### [Recorded data]
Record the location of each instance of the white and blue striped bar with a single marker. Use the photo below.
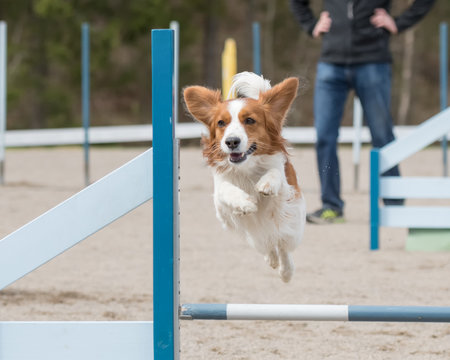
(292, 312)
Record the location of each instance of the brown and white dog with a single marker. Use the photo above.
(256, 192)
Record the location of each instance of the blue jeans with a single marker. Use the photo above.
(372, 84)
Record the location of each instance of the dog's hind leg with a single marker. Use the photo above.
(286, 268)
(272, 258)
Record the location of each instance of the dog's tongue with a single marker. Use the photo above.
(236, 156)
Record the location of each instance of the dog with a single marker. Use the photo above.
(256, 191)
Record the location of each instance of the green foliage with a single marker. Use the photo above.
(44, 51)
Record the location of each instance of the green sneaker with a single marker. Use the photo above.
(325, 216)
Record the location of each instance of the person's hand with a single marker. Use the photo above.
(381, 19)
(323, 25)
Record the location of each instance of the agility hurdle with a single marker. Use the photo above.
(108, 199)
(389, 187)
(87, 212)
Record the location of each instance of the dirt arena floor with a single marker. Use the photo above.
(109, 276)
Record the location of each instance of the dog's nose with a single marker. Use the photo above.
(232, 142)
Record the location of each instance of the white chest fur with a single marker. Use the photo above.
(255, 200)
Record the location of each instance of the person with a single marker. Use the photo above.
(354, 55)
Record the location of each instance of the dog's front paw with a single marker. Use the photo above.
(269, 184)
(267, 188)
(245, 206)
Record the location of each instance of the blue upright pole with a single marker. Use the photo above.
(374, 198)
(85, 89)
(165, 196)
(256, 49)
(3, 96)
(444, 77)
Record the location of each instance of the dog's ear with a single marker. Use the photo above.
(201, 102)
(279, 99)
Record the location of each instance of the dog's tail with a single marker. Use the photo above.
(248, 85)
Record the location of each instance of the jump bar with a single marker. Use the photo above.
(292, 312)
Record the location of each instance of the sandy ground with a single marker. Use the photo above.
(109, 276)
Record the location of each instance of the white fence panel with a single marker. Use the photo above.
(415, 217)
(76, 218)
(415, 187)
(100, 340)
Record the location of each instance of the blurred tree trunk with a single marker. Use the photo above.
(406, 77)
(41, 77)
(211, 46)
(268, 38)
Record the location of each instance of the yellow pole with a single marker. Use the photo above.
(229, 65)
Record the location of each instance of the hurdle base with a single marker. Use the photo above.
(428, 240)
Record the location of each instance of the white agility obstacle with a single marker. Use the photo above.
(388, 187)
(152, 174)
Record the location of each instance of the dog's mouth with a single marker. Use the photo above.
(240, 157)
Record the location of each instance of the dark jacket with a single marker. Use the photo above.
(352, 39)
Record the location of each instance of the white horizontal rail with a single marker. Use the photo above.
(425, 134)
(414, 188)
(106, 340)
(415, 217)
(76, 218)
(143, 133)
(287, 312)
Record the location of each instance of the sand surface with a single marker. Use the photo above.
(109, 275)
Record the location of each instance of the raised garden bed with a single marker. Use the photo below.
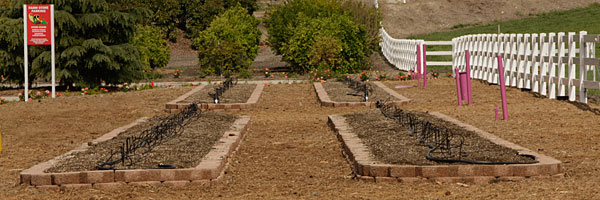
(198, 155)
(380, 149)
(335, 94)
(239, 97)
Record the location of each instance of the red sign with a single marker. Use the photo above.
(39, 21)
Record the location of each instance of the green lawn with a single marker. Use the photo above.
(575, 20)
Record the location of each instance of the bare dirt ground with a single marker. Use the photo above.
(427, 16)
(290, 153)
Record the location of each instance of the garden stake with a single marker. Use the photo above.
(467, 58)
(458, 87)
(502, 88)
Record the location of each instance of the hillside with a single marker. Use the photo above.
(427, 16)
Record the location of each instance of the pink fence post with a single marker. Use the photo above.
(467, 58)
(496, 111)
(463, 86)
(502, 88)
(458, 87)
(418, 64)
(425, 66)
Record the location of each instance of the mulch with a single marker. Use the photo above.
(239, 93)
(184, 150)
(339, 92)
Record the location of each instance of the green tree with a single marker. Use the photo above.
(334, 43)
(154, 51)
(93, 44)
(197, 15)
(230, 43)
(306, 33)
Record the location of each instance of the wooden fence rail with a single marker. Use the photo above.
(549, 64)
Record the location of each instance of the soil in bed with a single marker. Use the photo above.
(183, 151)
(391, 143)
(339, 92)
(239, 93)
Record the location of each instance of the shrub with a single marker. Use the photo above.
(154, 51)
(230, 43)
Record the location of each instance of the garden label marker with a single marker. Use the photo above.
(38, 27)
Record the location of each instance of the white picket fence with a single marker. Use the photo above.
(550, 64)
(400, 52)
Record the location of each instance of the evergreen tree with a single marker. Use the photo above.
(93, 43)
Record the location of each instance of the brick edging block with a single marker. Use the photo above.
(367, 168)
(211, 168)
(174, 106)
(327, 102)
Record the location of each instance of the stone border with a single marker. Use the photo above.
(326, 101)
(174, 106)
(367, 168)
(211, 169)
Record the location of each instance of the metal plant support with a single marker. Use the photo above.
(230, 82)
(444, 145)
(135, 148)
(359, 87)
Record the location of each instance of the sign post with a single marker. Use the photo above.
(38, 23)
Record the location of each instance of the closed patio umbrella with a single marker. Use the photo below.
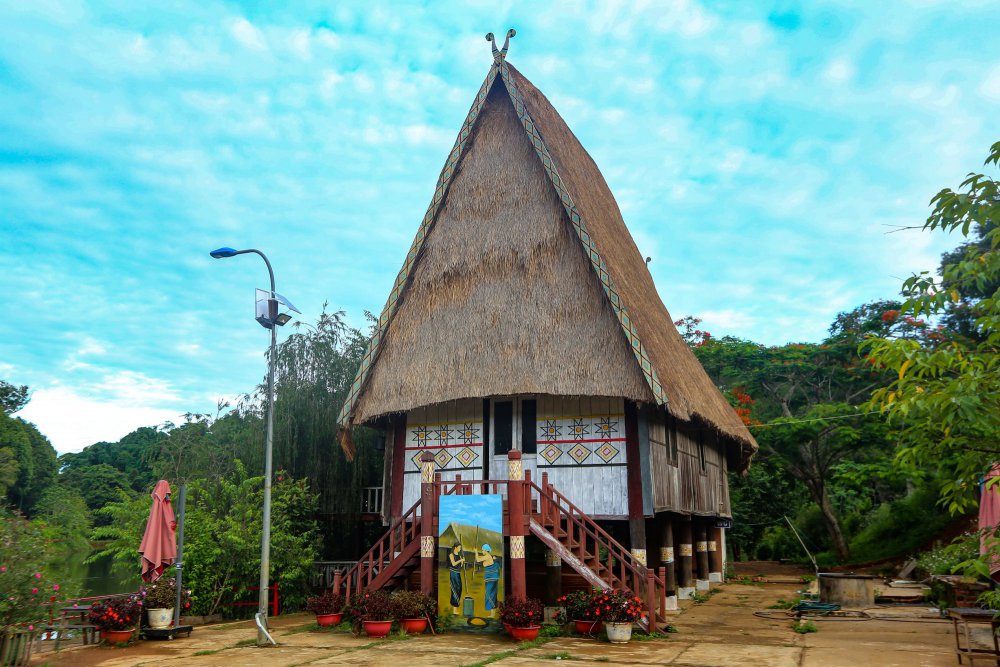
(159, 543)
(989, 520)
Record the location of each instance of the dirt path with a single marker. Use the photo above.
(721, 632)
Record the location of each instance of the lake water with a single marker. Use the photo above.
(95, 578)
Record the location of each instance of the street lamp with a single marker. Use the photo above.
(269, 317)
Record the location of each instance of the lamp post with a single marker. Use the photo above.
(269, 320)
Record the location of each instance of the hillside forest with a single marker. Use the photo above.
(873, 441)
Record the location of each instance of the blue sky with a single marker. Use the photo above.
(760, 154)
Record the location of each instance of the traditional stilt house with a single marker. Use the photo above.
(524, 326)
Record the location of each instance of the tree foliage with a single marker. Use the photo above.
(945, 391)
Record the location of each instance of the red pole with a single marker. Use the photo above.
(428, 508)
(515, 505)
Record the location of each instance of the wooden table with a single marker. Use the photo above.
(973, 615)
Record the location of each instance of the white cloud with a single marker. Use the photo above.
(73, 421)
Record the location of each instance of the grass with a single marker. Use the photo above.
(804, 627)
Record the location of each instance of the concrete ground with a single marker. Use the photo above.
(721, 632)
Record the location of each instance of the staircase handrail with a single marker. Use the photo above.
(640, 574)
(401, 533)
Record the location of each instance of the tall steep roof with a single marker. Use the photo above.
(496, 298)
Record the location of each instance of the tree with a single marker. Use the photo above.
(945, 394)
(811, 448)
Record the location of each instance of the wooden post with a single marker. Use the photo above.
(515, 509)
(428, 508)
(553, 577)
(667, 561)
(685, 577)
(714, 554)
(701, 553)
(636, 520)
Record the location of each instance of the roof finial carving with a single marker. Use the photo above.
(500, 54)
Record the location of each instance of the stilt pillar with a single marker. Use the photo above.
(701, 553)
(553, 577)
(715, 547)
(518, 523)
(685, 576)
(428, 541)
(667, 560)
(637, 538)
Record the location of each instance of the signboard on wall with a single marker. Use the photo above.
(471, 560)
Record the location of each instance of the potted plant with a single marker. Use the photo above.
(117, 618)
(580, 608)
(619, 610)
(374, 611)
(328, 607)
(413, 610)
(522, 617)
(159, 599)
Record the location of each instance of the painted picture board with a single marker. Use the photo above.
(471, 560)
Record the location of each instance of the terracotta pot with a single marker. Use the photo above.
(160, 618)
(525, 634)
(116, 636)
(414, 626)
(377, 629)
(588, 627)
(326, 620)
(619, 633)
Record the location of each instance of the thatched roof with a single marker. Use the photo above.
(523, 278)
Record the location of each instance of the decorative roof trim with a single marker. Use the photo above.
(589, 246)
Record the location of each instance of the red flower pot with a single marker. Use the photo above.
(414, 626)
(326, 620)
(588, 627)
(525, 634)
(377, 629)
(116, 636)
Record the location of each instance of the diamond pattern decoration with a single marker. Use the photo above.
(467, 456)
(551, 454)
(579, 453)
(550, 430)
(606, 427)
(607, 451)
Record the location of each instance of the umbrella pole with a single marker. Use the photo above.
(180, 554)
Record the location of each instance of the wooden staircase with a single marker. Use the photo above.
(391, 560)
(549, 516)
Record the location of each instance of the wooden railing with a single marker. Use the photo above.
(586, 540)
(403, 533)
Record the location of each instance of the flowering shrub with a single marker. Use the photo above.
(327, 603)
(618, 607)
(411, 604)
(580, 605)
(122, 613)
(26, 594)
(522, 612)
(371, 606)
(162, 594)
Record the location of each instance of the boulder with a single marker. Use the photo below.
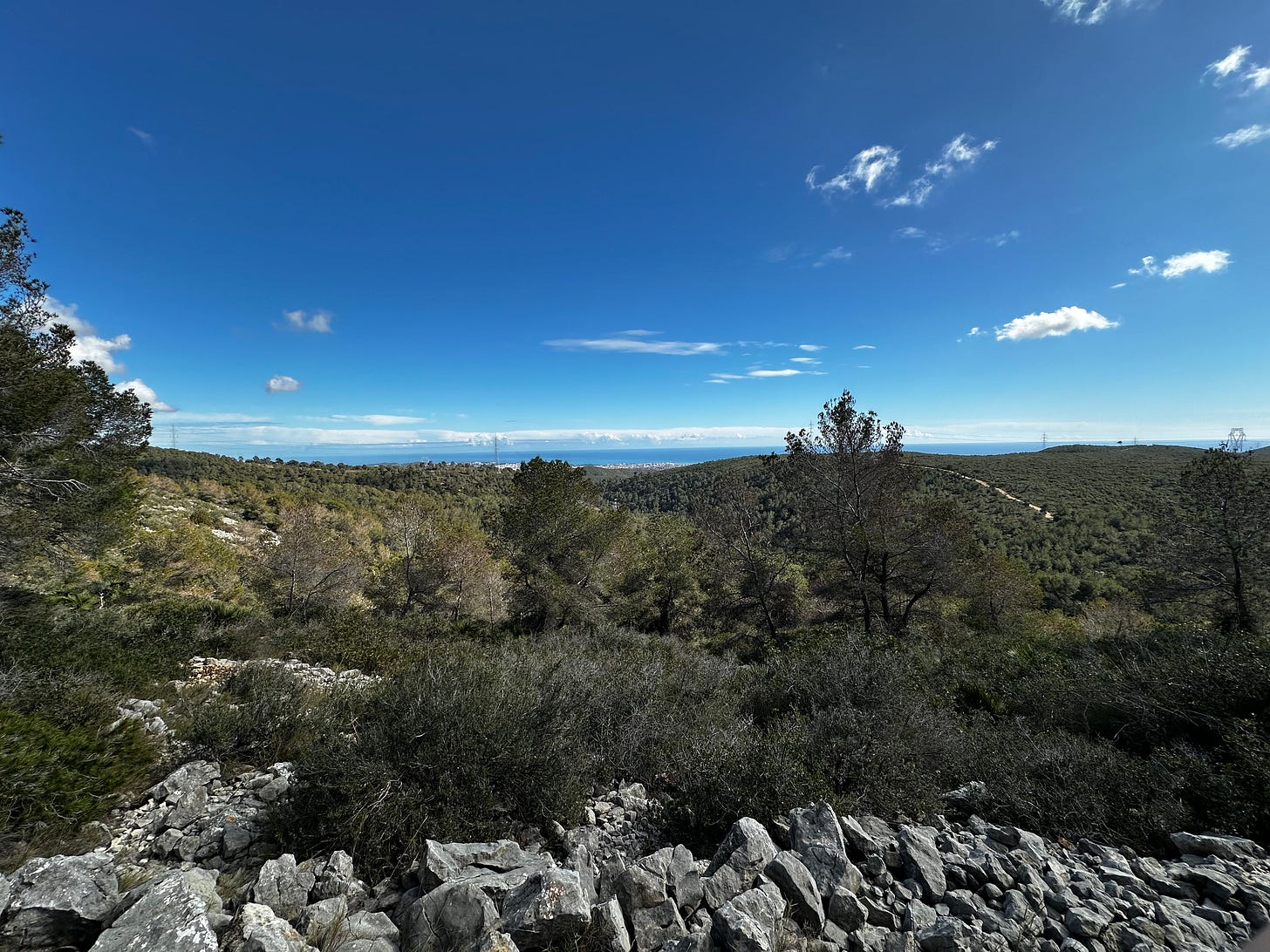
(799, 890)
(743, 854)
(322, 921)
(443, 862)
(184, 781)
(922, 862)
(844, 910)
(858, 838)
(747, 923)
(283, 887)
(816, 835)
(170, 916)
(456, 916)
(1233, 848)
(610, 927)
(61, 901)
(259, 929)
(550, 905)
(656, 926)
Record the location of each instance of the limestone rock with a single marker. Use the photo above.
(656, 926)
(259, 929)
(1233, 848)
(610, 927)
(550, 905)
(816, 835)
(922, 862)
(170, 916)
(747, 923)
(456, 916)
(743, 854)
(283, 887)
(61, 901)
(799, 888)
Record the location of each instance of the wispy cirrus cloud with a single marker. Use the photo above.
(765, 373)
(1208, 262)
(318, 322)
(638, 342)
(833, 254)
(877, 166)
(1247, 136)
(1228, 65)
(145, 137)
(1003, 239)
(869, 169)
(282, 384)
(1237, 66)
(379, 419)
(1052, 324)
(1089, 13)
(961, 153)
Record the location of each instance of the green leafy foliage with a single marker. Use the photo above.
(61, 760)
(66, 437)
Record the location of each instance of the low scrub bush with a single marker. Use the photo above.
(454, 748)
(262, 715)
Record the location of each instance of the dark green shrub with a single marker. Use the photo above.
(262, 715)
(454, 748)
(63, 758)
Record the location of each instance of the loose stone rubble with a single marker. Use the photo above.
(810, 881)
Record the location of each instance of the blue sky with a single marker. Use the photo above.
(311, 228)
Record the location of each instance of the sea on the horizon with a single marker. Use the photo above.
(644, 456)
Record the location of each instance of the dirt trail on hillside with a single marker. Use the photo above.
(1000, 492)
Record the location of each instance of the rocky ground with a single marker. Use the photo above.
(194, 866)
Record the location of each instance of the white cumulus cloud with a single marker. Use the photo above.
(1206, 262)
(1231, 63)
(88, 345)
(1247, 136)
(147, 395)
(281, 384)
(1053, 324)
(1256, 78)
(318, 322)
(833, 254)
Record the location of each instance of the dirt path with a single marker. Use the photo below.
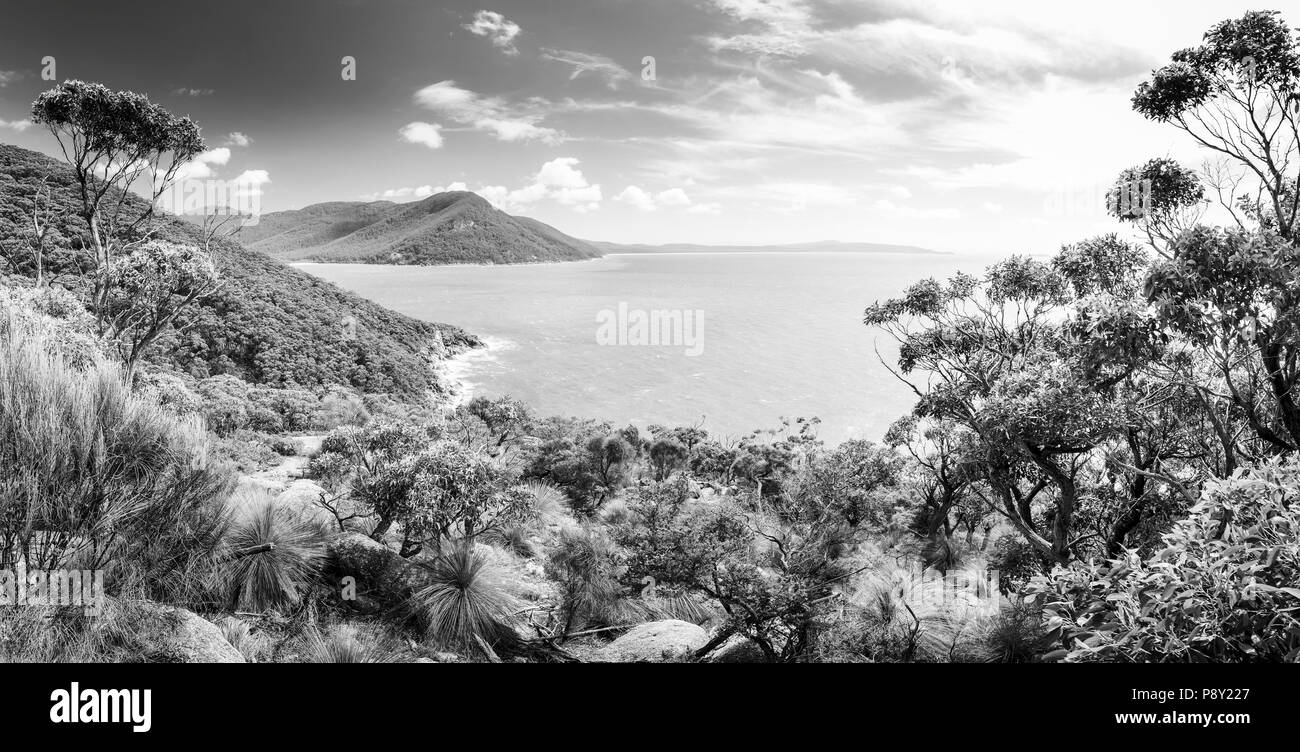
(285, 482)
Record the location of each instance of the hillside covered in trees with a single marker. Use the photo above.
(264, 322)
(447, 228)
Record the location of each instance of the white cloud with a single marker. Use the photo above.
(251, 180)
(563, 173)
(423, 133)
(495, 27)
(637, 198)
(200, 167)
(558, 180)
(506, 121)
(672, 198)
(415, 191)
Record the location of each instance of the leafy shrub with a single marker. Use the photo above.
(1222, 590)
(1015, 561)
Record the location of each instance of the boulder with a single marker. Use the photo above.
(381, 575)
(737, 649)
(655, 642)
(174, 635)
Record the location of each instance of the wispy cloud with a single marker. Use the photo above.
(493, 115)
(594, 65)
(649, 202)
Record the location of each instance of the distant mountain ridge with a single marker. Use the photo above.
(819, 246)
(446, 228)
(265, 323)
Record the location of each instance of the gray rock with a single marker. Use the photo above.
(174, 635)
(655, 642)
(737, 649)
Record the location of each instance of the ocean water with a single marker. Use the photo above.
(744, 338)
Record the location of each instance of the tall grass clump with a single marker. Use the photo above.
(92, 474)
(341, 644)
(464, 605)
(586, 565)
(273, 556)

### [Problem to work on]
Output the line containing "Record the location of each instance of the white cumulus" and each line after it, through the end of the material, exactly as given. No pictures belong in the output.

### [Solved problem]
Record the location of each instance of the white cumulus cloud with a single marker. Use the photo above.
(1206, 262)
(1231, 63)
(88, 345)
(1247, 136)
(147, 395)
(281, 384)
(1053, 324)
(1256, 78)
(318, 322)
(833, 254)
Record the location of each instance of the dirt path with a single marker. Use the photo below.
(285, 482)
Record the location of each instance of the hillside covered in trees with a single marker. Use the photo above.
(264, 322)
(447, 228)
Record the location of each instance of the white cloud with a single marker. Use the photo above.
(251, 180)
(563, 173)
(423, 133)
(495, 27)
(637, 198)
(200, 167)
(558, 180)
(506, 121)
(672, 198)
(415, 191)
Record the location of each instance of the leafy shrub with a single marker. Use the photo above.
(1222, 590)
(1015, 561)
Record the location of each instance of the boulder with a single marker. Use the photo above.
(381, 575)
(737, 649)
(655, 642)
(174, 635)
Record the location of each instance of the wispy cloud with a single marker. Use the photo above.
(493, 115)
(594, 65)
(649, 202)
Record the location of each instance of the distant mountain ridge with a single marker. Use the photo above.
(819, 246)
(446, 228)
(265, 323)
Record the location of each instance of the gray rock with a single marker. Use the photo above.
(174, 635)
(655, 642)
(737, 649)
Record the location of each instance of the ocean water with a single marker. Use the photo above.
(744, 338)
Record the location of each instance of the tall grass clump with a single marker. Use the photo above.
(92, 474)
(341, 644)
(464, 605)
(586, 565)
(273, 556)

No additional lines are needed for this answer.